The request
Print each of the following entries word for word, with no changes.

Provided entries
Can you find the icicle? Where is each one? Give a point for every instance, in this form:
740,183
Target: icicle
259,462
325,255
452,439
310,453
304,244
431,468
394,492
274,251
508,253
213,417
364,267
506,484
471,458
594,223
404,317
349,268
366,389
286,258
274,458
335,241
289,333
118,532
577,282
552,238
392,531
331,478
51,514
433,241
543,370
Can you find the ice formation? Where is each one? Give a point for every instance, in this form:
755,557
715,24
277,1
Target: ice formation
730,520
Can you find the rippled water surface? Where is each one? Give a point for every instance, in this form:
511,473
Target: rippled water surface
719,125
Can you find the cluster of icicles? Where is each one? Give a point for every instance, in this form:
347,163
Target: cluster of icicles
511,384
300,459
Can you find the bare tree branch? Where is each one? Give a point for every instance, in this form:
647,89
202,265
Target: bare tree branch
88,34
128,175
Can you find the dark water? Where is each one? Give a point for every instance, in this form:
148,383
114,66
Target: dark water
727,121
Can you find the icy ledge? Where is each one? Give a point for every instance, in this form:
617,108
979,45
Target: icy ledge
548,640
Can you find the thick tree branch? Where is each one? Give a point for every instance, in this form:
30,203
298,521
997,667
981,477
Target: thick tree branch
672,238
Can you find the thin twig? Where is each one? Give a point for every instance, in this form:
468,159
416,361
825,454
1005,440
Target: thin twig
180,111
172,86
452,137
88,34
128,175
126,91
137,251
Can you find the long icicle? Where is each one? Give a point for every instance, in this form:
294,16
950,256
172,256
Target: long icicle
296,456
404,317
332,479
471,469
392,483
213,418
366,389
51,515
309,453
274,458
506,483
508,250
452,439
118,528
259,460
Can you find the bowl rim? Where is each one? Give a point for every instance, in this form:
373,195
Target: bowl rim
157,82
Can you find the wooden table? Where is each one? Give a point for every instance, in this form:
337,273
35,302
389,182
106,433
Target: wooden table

Complete response
Can you find the icicle? Where is each one? Give a point for every instance, in this form:
740,183
Target: icicle
259,462
325,255
452,439
310,453
304,244
431,468
394,492
274,251
508,253
213,417
364,267
506,484
471,458
594,223
404,317
349,268
366,389
286,258
274,458
335,241
289,333
118,532
577,282
552,238
392,531
331,478
51,514
433,241
543,370
Can you find the ice formation? Where is each one? Give a point for every instance, in this form:
755,557
715,24
277,1
Target: ice formation
730,520
Can you find the rippled water surface? Where is each one? Give a point for every instance, in this form:
511,473
Target: rippled water surface
719,125
Can you find the cluster of icicles? Where is each one? Give a point for every instance, in this form:
347,163
Target: cluster of icicles
511,384
300,459
Can you find the bare tree branch? Where is each one? Give a point for every instance, in this form:
647,89
202,265
Target: bare tree branch
88,34
128,175
Can you find the dark water? Where is each one? Give a point for every instance, in this form:
148,383
114,66
Target: dark water
727,121
Can you find the icy ledge? Where is each one? Give a point for every instance, in this form:
617,108
979,45
Target: icy ledge
548,640
Can you find the thick tree branch? Where is each one? Give a point for every instance, in this form:
30,203
298,521
997,667
981,477
Target: thick tree branch
672,238
Can you find the thin twig? Where is each one? Give a point for every instance, in this form:
468,159
416,361
825,454
1005,440
Target: thin twig
180,111
172,86
452,137
88,34
128,175
126,91
137,251
Can you find the long icicle? Where is each one? Give a point for every instance, in this form:
294,16
950,256
172,256
Target: long icicle
296,456
404,317
332,479
471,469
392,483
213,418
366,389
51,515
309,453
274,458
506,483
508,250
452,439
118,528
259,460
Can you find the bowl rim? Where is each one? Give a point for every instance, in this form:
373,195
Target: bowl rim
157,82
Can you find the wooden table? Where is each one? Give a point for every instance, in this form:
337,273
35,302
389,182
106,433
Target: wooden table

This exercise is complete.